■ Input data:
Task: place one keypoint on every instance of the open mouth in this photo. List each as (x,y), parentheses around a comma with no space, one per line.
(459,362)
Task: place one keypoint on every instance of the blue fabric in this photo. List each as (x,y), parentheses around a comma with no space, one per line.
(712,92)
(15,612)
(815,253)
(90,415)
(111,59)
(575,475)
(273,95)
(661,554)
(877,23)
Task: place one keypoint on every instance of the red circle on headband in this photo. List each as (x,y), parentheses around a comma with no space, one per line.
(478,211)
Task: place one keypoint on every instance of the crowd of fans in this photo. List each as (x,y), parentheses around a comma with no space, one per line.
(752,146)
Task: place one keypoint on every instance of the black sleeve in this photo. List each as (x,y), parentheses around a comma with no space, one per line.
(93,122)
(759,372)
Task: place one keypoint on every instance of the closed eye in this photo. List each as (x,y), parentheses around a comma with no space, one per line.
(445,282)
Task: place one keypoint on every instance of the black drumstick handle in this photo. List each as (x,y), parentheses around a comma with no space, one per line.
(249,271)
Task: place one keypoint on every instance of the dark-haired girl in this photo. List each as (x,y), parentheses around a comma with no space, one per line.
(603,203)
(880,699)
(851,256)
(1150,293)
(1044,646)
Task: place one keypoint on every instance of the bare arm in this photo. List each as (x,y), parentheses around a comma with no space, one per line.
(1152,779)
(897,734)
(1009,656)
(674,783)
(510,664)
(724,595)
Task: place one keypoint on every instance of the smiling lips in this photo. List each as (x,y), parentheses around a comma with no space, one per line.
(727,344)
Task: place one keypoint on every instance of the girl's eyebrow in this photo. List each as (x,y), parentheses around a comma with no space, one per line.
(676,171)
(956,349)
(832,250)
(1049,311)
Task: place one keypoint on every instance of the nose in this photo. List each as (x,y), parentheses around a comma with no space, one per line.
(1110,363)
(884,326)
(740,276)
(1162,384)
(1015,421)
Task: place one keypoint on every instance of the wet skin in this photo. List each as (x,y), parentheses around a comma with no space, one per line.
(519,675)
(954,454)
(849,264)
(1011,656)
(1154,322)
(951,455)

■ Goal:
Recast all of the rows above as a Markdown table with two columns, Number and Content. Number each line in order and omit any blank lines.

■ Answer to this problem:
| Number | Content |
|---|---|
| 1 | Task: place one keypoint on every instance of the open mouth in this photo. List each as (x,y), parentheses around a comma with no space, one per line. |
| 2 | (459,362) |
| 3 | Task: place one keypoint on every instance of the blue fabric in this photo. List each as (x,y), parentheses around a comma with no space, one per line. |
| 4 | (712,92) |
| 5 | (15,612) |
| 6 | (815,253) |
| 7 | (90,415) |
| 8 | (111,59) |
| 9 | (575,475) |
| 10 | (273,95) |
| 11 | (661,554) |
| 12 | (877,23) |
| 13 | Task: place one keypoint on every instance of the red circle on headband in this photo. List each as (x,y), parentheses around a comma with no space, one per line. |
| 14 | (478,211) |
| 15 | Task: place one keypoint on every instance of the crowd of fans in this photo. List each as (x,y), parentheses around a comma with no space, one per line. |
| 16 | (752,146) |
| 17 | Task: place one keypoint on every instance of the black sleeve in this photo. List each as (x,y), parentheses around a comma with no space, one per line. |
| 18 | (93,122) |
| 19 | (759,372) |
| 20 | Task: place one keypoint on every instance of the closed eye in this photo. List each as (x,y), parentheses around a comma with no space, one per line. |
| 21 | (445,282) |
| 22 | Task: place one keypoint on every instance of the black drumstick handle in this photo. List each as (x,y), parentheses around a comma with no space, one per line. |
| 23 | (249,271) |
| 24 | Task: place one keypoint on every instance of the dark-haired girl in this photo. List each as (x,y), parentheses around a comma with no space, one per line. |
| 25 | (603,203) |
| 26 | (880,699) |
| 27 | (851,256) |
| 28 | (1150,293) |
| 29 | (1044,646) |
| 30 | Task: place one keypoint on every instance of the bare arm in this photo. List each as (x,y), parentheses around a comma with no space, one per line. |
| 31 | (1152,779) |
| 32 | (897,734) |
| 33 | (1009,656) |
| 34 | (674,783) |
| 35 | (510,664) |
| 36 | (724,595) |
| 37 | Task: place one keypoint on every instance of the smiling lips in this photo. List each as (x,y), parentheses around a comma with no space, one per line. |
| 38 | (727,344) |
| 39 | Task: place one keypoint on every instance of the girl's eyebrow in this photo. List each as (x,y), parentheses around a comma with no space, one per line. |
| 40 | (676,171) |
| 41 | (956,349) |
| 42 | (832,250) |
| 43 | (1049,311) |
| 44 | Task: place one keypoint on every instance of the nose in this photo. List each as (x,y), parentheses around a comma with no space, one per line. |
| 45 | (1110,363) |
| 46 | (884,326) |
| 47 | (740,276) |
| 48 | (1162,384) |
| 49 | (1015,421) |
| 50 | Task: place one keypoint on every instance of the wet skin in this photo. List each as (x,y), parentheses around a comma with no space, one per line. |
| 51 | (519,675) |
| 52 | (954,454) |
| 53 | (849,264) |
| 54 | (1011,656) |
| 55 | (1154,322) |
| 56 | (951,455) |